_Описание задания:_ Назовите количество строк в приведённых ниже записях, содержащих строку «below». В ответе укажите только число.

[Данные разметки расположения объектов]
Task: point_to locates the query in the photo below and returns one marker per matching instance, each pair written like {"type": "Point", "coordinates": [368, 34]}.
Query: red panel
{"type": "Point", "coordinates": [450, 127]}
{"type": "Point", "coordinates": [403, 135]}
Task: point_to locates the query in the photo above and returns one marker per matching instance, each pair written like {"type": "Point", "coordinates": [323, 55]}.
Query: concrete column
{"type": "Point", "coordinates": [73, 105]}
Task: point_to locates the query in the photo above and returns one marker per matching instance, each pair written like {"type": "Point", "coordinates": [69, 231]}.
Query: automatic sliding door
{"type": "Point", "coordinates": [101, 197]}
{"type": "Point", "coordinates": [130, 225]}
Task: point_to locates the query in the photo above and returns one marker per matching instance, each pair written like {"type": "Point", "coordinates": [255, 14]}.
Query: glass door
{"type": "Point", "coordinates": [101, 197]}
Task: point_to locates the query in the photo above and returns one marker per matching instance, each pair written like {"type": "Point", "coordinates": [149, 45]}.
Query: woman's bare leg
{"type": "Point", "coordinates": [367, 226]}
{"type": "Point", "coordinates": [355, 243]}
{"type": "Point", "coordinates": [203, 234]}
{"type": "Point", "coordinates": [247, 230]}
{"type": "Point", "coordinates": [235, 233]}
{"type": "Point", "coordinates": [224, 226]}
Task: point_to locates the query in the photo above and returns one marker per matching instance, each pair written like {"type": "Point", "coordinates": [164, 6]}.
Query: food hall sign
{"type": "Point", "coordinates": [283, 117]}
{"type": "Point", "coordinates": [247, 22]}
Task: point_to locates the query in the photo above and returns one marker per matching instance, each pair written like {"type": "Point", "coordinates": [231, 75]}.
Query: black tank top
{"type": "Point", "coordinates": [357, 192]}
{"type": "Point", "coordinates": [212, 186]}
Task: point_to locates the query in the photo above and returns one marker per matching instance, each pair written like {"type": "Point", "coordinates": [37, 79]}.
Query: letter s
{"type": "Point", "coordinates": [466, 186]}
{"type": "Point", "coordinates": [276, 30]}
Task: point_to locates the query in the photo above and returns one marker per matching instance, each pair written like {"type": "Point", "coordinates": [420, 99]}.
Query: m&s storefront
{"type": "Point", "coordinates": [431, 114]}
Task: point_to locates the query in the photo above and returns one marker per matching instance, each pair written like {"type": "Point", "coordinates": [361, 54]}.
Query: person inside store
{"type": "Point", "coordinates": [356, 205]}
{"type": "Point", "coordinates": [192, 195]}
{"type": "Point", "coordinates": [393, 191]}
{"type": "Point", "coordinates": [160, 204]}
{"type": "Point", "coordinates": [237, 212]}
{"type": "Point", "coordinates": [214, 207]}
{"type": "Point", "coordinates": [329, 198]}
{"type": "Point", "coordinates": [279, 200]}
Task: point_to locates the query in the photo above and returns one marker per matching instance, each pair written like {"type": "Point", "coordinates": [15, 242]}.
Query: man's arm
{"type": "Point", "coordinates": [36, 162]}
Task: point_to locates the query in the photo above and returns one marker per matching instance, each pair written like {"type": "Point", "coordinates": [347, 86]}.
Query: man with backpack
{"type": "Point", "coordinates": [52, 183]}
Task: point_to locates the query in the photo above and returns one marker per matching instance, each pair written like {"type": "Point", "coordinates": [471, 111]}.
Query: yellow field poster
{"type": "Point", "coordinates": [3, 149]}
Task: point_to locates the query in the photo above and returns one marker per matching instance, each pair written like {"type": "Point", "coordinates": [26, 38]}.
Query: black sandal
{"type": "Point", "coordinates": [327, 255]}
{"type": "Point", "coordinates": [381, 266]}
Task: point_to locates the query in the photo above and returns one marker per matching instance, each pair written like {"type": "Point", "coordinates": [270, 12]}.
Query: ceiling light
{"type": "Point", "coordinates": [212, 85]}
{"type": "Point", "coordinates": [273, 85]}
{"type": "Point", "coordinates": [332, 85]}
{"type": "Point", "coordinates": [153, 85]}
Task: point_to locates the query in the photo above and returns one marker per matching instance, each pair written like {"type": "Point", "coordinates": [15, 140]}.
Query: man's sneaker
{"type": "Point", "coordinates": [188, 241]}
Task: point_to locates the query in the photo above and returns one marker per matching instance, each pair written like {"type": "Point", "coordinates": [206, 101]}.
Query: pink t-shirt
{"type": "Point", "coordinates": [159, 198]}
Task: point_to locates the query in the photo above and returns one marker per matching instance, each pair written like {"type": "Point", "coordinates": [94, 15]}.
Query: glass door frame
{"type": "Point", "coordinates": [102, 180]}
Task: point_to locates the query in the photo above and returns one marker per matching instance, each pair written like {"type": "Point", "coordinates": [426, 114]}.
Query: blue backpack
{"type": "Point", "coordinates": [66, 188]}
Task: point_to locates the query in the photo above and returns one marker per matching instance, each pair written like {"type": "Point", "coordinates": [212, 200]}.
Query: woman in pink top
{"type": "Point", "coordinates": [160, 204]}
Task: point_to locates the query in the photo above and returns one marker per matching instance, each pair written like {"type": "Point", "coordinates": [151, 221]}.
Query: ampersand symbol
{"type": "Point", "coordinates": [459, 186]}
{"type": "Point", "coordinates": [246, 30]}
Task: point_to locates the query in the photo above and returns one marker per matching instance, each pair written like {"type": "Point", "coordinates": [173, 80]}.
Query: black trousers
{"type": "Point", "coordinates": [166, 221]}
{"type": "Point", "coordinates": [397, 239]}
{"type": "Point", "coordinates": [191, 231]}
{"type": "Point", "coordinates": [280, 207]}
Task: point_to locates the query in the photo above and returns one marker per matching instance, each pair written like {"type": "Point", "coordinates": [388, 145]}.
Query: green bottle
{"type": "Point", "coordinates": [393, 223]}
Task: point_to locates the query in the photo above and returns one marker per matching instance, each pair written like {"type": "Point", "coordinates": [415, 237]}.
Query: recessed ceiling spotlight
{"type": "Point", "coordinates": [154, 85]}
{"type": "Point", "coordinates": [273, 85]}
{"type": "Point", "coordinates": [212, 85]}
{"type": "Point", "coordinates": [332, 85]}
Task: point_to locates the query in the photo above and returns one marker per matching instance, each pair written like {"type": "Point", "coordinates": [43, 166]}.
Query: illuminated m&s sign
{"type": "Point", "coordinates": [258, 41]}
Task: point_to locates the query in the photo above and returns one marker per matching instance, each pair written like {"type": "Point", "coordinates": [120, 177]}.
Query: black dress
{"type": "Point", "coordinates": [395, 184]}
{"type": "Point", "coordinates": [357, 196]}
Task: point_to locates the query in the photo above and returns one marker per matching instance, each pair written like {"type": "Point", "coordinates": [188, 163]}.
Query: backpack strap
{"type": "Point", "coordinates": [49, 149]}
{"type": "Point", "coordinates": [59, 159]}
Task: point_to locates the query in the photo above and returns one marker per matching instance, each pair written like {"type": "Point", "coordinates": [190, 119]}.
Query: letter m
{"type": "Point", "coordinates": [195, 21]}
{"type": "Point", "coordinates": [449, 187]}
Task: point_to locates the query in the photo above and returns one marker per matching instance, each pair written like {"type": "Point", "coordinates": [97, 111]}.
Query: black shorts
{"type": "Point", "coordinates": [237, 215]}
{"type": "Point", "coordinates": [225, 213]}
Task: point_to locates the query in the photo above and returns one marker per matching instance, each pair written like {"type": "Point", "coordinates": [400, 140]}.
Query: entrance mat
--
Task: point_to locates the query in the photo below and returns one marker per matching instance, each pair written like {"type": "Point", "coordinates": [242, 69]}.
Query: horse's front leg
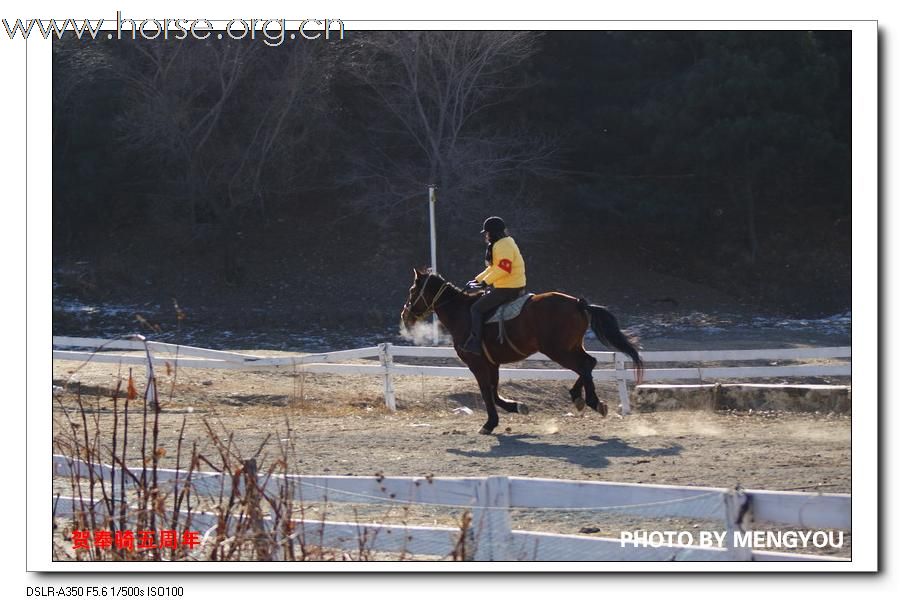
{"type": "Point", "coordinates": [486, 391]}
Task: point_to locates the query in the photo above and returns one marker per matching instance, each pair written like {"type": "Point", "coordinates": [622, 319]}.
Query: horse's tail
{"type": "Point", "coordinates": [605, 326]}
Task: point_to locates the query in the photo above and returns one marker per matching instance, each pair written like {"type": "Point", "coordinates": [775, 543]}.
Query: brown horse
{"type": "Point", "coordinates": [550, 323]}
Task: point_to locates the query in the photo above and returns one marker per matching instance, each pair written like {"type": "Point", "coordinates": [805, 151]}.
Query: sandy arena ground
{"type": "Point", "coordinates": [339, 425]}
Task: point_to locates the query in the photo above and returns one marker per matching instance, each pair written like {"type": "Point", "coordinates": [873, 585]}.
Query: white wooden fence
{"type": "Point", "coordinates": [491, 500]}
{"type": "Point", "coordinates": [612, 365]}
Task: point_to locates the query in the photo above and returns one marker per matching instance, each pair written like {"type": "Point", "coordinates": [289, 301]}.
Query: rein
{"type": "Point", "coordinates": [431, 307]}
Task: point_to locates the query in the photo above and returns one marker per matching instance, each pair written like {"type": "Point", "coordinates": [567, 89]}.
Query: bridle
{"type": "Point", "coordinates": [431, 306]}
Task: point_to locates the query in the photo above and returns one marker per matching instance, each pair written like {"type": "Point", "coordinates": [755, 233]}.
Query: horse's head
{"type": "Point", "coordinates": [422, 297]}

_Выполненное задание:_ 2